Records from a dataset

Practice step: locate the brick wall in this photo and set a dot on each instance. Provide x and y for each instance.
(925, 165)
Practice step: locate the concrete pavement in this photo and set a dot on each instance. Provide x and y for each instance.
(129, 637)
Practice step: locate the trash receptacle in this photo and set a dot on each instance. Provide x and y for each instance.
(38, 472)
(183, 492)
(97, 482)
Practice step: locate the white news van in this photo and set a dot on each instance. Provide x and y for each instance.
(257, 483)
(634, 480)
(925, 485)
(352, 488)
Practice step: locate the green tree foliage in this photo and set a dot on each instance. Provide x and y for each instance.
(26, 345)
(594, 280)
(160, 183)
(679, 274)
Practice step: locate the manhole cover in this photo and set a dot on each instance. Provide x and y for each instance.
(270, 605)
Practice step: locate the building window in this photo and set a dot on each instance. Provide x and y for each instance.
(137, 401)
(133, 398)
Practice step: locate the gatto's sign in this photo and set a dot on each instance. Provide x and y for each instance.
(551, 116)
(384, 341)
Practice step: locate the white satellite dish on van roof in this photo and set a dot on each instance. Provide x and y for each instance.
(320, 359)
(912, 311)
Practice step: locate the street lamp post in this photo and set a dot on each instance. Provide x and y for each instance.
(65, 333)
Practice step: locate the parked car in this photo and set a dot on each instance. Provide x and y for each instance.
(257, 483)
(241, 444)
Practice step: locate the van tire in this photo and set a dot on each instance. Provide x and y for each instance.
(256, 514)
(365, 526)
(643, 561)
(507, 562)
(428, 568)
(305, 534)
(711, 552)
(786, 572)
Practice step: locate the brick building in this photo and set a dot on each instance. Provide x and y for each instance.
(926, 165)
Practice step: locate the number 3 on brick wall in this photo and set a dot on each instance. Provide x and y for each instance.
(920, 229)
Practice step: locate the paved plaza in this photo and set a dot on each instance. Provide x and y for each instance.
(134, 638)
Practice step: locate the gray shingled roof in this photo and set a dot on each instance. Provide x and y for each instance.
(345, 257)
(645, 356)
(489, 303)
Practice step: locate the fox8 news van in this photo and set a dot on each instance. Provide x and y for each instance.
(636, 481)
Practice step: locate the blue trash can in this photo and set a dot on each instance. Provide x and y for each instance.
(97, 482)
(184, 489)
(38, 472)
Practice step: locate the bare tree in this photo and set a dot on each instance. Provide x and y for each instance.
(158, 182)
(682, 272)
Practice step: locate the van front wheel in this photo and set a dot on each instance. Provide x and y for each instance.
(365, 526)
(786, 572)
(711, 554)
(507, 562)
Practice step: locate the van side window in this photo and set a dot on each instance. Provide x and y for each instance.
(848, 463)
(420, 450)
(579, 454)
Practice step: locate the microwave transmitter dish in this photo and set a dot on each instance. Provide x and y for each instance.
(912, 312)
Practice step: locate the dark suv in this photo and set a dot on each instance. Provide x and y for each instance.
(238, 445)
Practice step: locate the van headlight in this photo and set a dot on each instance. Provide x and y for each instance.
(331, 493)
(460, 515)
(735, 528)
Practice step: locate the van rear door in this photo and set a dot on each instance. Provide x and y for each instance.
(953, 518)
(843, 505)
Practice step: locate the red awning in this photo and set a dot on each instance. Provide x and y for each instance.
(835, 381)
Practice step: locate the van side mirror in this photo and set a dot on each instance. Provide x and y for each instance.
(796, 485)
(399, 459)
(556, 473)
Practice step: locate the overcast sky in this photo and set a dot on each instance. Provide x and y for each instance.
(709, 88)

Problem:
Reproduce the listing above verbatim, from first line to last.

Output below:
Practice step: locate the brick wall in this photo and set a dot on each instance. Provide x and y for each instance.
(925, 165)
Practice step: locate the concrete pavement in this photo and set a dot on each instance. Provide x and y for each instance.
(129, 637)
Practice step: locate the trash receptacle in this photo and set a dot on each instance. Provide x and y for each instance.
(38, 472)
(183, 492)
(97, 482)
Practice step: locate the white news van in this photo and set a dot on each instance. Provide x and y for each instance.
(257, 483)
(634, 480)
(925, 485)
(352, 488)
Practice step: locate the green tree foliage in this photo and set a dot on each instance. Provide x and y for each instance.
(26, 345)
(594, 280)
(160, 183)
(679, 274)
Practice step: locate the manhole cover in this photo and set a dot on each instance. Provide x and y for each instance.
(270, 605)
Practice step: locate the building window in this photo and set a dot on each instance. Provide x and y for each instance.
(137, 401)
(133, 398)
Practice step: locate the gatto's sign in this photo and set a dot on each instance. Provide x and y for each instance.
(551, 116)
(384, 341)
Practice step: locate the white satellite dish on van roof in this photo and set a dot on each instance. Provide x and y for each instance.
(320, 359)
(912, 311)
Practice step: locate the street lamp post in this photo and set a dot on each instance. Provide x and y for each instance.
(65, 333)
Practice step: locate the parked car in this photo and set a dot on each instance. Provide x and y for each instance.
(257, 483)
(241, 444)
Practice step: locate the van tire in this photo and set a dot on each instance. Provide x and y for each instance.
(256, 514)
(365, 526)
(643, 561)
(507, 562)
(428, 568)
(305, 534)
(711, 552)
(786, 572)
Practice step: locate the brick building in this photo and set a dot on each instance. Provide x and y for each instance.
(926, 165)
Practice step: locate the number 3 on brick wall in this photo and set a dot on each instance. Provide x and y for each instance.
(920, 229)
Practice step: locate the paved plaza in this photo and set a dot on each instance. Provide x and y for each instance.
(134, 638)
Practice step: locate the gray shingled roof in this photo and set a dot on each instance. Provide x and y for each instance.
(345, 257)
(645, 356)
(489, 303)
Practice step: locate the fox8 news van in this photo and set a dot on each instance. Provide x and y for each instance.
(636, 481)
Practice step: locate the blue trash can in this photo and set a dot on each instance. Provide x and y for each instance.
(97, 482)
(184, 489)
(38, 472)
Practice step: locate the bare tree in this photo and set a dot on each instance. Provide x and y for each instance.
(158, 182)
(682, 272)
Practice step: locate the van front wheel in this photo and set a dot on each instance. Provide x and y for each instance.
(365, 526)
(786, 572)
(711, 554)
(507, 562)
Practice step: locate the van side window in this photo and set a dot on each instance. Provide x and y for each instance.
(848, 463)
(420, 450)
(579, 454)
Practice step: locate the microwave transmitter dish in this photo and set a dot on each instance. Provide x and y for each instance.
(912, 312)
Practice step: locate the dark suv in this photo and set a dot on each instance. Provide x and y for each instance.
(238, 445)
Practice step: locate the van headlight in this photo and set a dot on each instance. Provide x and y for each instance.
(331, 493)
(460, 515)
(735, 528)
Practice step: locate the van rear door in this photo and set a dot on each instance. Provide x and y for each instance.
(953, 518)
(843, 505)
Practice step: locate the red awning in this photo and set a dot on each instance. Provide x and y for each instance.
(835, 381)
Practice step: locate the van side mirror in this photo and set a dot on each instance. Provide x and y for each instance.
(796, 485)
(399, 459)
(556, 473)
Practice step: locate the overcast sky in this photo and set a dot on each instance. Provide x and y for each instance.
(709, 88)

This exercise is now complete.